TASK TO COMPLETE:
Each line from the first entry to the line with "Point to the distant", both included, is to be returned unchanged, with any pictures dropped.

EXERCISE INPUT:
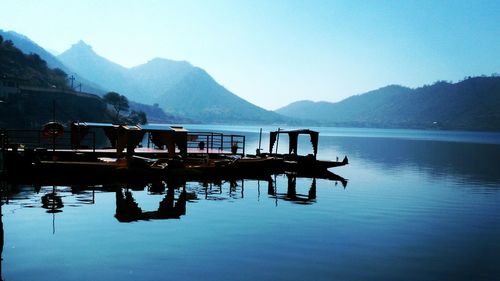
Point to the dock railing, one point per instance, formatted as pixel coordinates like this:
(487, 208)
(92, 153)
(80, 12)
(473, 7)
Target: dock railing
(34, 139)
(215, 143)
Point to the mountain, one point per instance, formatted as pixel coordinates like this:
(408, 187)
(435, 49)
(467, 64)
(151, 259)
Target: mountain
(27, 46)
(30, 91)
(472, 104)
(177, 86)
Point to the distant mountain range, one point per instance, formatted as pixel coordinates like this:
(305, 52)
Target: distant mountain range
(27, 46)
(176, 86)
(472, 104)
(189, 94)
(31, 93)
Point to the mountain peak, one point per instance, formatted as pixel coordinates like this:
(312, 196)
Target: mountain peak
(81, 46)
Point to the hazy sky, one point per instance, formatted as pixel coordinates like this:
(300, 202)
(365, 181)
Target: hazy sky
(275, 52)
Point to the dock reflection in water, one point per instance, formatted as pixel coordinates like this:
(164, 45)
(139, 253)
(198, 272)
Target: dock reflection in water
(175, 196)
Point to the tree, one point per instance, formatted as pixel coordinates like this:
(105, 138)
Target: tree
(119, 103)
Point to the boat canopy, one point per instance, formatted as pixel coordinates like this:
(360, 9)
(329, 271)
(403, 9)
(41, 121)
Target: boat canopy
(293, 136)
(131, 135)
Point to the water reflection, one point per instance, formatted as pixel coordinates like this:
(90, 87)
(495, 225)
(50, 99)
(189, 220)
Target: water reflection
(470, 162)
(127, 209)
(55, 199)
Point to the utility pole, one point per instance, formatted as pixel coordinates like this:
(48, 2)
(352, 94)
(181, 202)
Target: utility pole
(72, 78)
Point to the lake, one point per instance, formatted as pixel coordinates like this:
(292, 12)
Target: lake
(418, 205)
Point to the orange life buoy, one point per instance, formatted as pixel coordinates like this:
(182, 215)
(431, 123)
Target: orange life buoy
(52, 130)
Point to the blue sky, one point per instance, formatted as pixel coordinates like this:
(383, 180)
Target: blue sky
(276, 52)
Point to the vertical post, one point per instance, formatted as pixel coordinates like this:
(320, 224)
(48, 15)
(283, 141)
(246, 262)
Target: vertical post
(260, 139)
(212, 140)
(244, 144)
(208, 144)
(231, 144)
(53, 135)
(277, 140)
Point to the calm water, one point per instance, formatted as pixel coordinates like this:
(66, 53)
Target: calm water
(418, 206)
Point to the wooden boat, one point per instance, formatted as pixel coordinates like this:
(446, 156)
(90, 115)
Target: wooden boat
(293, 161)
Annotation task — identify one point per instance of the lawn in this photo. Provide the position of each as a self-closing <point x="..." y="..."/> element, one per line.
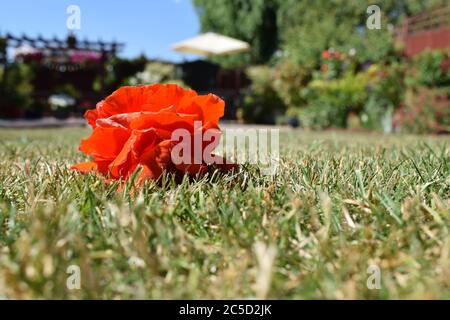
<point x="341" y="206"/>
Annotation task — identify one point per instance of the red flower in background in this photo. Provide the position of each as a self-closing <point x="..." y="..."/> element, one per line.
<point x="132" y="128"/>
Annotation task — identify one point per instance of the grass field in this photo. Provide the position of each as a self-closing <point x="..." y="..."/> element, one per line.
<point x="342" y="207"/>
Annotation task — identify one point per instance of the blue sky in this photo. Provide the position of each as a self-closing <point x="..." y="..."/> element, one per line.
<point x="145" y="26"/>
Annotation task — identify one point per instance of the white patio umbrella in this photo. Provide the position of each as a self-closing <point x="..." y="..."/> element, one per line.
<point x="211" y="44"/>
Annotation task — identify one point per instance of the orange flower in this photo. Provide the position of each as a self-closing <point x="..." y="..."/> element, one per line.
<point x="133" y="128"/>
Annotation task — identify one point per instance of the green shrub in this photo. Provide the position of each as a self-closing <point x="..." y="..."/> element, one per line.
<point x="385" y="94"/>
<point x="329" y="102"/>
<point x="428" y="69"/>
<point x="262" y="104"/>
<point x="15" y="90"/>
<point x="426" y="110"/>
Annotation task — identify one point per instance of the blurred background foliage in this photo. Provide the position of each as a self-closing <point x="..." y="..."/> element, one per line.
<point x="321" y="66"/>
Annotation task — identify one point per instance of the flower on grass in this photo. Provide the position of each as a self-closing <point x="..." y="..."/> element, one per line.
<point x="133" y="129"/>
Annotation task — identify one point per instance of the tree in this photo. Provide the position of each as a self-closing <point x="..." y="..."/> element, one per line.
<point x="254" y="21"/>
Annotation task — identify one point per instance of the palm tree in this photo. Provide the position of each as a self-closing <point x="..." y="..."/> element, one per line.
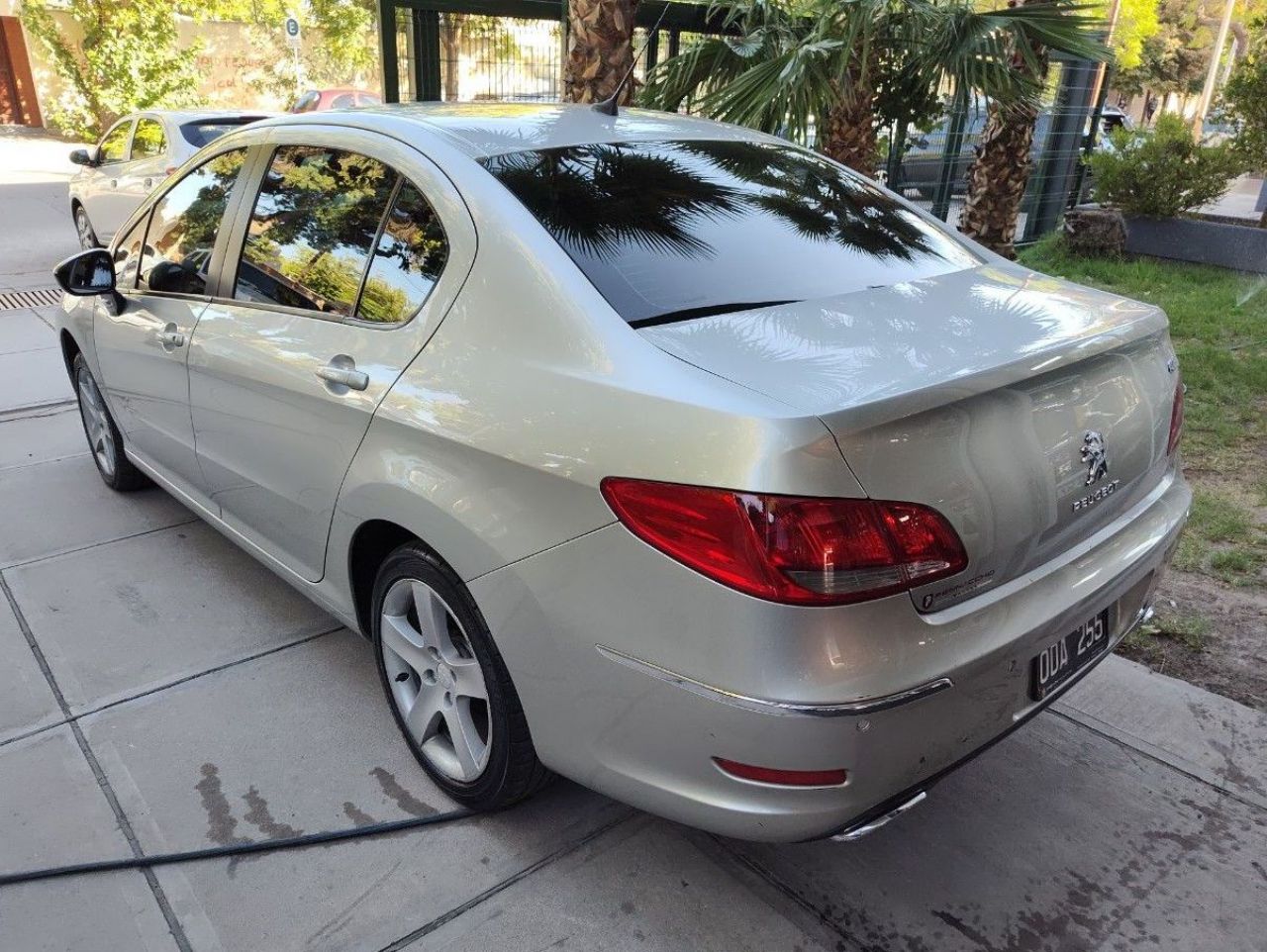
<point x="600" y="49"/>
<point x="825" y="64"/>
<point x="999" y="175"/>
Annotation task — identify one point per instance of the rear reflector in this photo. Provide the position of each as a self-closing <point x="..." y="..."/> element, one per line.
<point x="782" y="778"/>
<point x="1176" y="421"/>
<point x="792" y="549"/>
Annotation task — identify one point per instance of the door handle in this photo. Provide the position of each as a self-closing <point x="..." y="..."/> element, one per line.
<point x="343" y="376"/>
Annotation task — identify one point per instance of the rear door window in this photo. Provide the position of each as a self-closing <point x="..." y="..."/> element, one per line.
<point x="408" y="258"/>
<point x="114" y="144"/>
<point x="669" y="231"/>
<point x="149" y="140"/>
<point x="315" y="226"/>
<point x="184" y="225"/>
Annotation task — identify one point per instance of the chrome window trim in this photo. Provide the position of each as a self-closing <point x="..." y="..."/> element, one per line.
<point x="761" y="706"/>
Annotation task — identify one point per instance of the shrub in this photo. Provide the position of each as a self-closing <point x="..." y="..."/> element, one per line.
<point x="1162" y="172"/>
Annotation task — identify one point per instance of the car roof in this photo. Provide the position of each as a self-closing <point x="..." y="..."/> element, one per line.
<point x="483" y="130"/>
<point x="198" y="116"/>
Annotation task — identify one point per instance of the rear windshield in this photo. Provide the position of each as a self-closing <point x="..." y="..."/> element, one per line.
<point x="669" y="231"/>
<point x="198" y="135"/>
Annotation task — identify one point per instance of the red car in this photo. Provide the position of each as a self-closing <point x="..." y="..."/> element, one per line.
<point x="315" y="100"/>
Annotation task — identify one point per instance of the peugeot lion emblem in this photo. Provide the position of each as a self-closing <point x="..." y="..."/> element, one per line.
<point x="1094" y="456"/>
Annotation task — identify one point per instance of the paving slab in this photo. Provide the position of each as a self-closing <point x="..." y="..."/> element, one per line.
<point x="52" y="812"/>
<point x="33" y="379"/>
<point x="27" y="703"/>
<point x="642" y="887"/>
<point x="41" y="436"/>
<point x="23" y="331"/>
<point x="1054" y="839"/>
<point x="62" y="506"/>
<point x="132" y="616"/>
<point x="302" y="741"/>
<point x="1203" y="733"/>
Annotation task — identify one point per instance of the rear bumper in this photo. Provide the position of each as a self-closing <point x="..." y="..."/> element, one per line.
<point x="636" y="672"/>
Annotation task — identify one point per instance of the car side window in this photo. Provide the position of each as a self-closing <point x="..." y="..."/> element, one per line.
<point x="315" y="225"/>
<point x="114" y="144"/>
<point x="407" y="262"/>
<point x="149" y="140"/>
<point x="184" y="225"/>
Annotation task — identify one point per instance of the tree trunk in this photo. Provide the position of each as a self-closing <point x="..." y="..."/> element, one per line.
<point x="600" y="49"/>
<point x="849" y="131"/>
<point x="450" y="47"/>
<point x="999" y="175"/>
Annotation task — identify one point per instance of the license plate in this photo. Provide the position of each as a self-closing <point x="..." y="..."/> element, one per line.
<point x="1062" y="658"/>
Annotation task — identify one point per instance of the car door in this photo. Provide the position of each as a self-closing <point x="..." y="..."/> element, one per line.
<point x="349" y="253"/>
<point x="163" y="265"/>
<point x="105" y="208"/>
<point x="146" y="168"/>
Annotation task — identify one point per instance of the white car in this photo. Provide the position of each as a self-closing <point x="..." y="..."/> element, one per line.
<point x="132" y="158"/>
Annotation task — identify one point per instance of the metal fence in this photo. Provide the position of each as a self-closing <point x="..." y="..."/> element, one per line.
<point x="515" y="50"/>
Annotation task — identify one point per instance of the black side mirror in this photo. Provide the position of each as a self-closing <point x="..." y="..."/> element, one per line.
<point x="90" y="273"/>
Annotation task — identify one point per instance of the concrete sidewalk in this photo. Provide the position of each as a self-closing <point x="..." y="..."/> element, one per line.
<point x="161" y="692"/>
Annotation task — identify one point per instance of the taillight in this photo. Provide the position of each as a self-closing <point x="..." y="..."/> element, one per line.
<point x="1176" y="421"/>
<point x="782" y="778"/>
<point x="799" y="551"/>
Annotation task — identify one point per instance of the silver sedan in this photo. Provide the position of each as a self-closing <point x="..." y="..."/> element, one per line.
<point x="647" y="451"/>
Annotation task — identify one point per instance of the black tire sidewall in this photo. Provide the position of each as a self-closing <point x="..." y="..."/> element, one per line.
<point x="415" y="562"/>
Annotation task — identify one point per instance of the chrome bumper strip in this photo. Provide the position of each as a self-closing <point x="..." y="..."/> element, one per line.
<point x="853" y="833"/>
<point x="778" y="708"/>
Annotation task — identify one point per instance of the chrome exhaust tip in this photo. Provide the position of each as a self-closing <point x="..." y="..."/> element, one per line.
<point x="860" y="830"/>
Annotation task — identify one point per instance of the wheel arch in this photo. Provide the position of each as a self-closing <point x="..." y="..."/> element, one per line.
<point x="372" y="540"/>
<point x="70" y="350"/>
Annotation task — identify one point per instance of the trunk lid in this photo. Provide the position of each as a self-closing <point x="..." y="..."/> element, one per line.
<point x="987" y="394"/>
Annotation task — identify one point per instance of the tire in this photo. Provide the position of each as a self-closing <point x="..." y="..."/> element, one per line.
<point x="476" y="749"/>
<point x="84" y="228"/>
<point x="104" y="439"/>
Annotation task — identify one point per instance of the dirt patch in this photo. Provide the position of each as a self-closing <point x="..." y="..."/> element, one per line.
<point x="1227" y="655"/>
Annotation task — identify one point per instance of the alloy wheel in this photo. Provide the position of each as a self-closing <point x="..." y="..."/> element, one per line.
<point x="96" y="425"/>
<point x="436" y="680"/>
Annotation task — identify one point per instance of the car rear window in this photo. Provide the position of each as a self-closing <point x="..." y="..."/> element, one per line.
<point x="199" y="133"/>
<point x="669" y="231"/>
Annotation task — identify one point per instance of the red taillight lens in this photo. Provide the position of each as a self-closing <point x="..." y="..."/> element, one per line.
<point x="782" y="778"/>
<point x="787" y="548"/>
<point x="1176" y="421"/>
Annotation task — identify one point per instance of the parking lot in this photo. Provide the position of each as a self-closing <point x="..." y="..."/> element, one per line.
<point x="162" y="692"/>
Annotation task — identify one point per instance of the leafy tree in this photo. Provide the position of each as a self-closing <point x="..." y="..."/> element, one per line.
<point x="127" y="59"/>
<point x="836" y="64"/>
<point x="346" y="47"/>
<point x="1244" y="101"/>
<point x="1136" y="23"/>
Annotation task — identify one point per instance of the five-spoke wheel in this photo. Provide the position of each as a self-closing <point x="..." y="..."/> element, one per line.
<point x="447" y="685"/>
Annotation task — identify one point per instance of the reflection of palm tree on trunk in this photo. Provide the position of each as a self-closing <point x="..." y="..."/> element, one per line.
<point x="606" y="196"/>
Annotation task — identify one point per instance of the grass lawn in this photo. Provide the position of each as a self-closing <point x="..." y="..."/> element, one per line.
<point x="1219" y="327"/>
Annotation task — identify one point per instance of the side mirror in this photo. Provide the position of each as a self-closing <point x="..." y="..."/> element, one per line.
<point x="90" y="272"/>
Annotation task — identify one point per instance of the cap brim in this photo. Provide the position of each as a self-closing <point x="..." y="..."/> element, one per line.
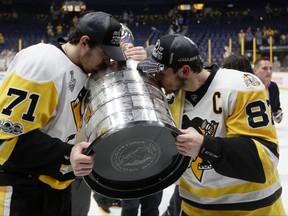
<point x="149" y="65"/>
<point x="114" y="52"/>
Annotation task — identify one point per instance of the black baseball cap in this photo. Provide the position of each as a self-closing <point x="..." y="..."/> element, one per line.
<point x="170" y="51"/>
<point x="104" y="29"/>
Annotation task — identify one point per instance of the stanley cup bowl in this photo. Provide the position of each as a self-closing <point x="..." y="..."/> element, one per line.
<point x="132" y="133"/>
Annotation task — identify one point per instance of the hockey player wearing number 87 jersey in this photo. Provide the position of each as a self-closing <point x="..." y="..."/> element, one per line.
<point x="227" y="130"/>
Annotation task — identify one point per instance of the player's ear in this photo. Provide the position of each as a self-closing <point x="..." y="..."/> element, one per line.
<point x="185" y="70"/>
<point x="84" y="40"/>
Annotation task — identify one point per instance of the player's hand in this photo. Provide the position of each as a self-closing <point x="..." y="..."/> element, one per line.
<point x="189" y="143"/>
<point x="81" y="163"/>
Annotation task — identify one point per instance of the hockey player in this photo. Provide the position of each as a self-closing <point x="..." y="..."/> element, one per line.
<point x="227" y="131"/>
<point x="40" y="109"/>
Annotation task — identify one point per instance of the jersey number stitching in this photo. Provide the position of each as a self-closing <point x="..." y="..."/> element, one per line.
<point x="257" y="116"/>
<point x="21" y="96"/>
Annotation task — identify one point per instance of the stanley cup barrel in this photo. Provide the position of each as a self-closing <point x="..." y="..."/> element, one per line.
<point x="132" y="133"/>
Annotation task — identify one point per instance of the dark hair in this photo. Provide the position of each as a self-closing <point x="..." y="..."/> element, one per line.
<point x="75" y="35"/>
<point x="264" y="58"/>
<point x="238" y="62"/>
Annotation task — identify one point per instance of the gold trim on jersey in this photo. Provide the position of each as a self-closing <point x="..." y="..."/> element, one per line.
<point x="6" y="149"/>
<point x="55" y="183"/>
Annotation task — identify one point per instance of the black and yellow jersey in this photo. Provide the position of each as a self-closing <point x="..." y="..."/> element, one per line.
<point x="40" y="101"/>
<point x="236" y="170"/>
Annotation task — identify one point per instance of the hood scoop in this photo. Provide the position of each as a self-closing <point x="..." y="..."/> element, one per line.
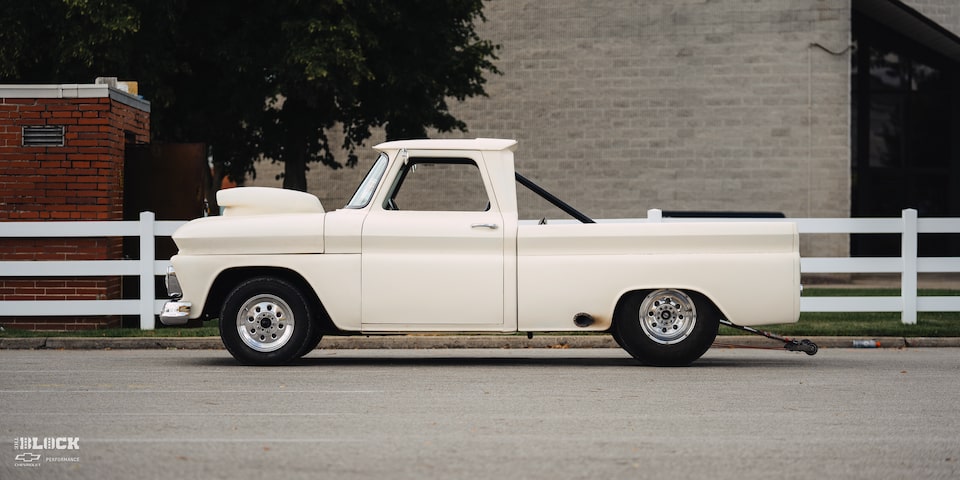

SOLUTION TO THIS PROBLEM:
Point to the dock railing, one point per instance, formatted as pixel coordinates like this:
(487, 208)
(92, 153)
(80, 12)
(473, 7)
Target: dock railing
(34, 139)
(215, 143)
Point to the mountain, one point per instance, formatted as pixel coordinates like this:
(408, 187)
(435, 49)
(467, 64)
(151, 259)
Target: mountain
(27, 46)
(30, 91)
(472, 104)
(177, 86)
Point to the distant mountain range, one point per instance, formatted as pixel coordinates like this:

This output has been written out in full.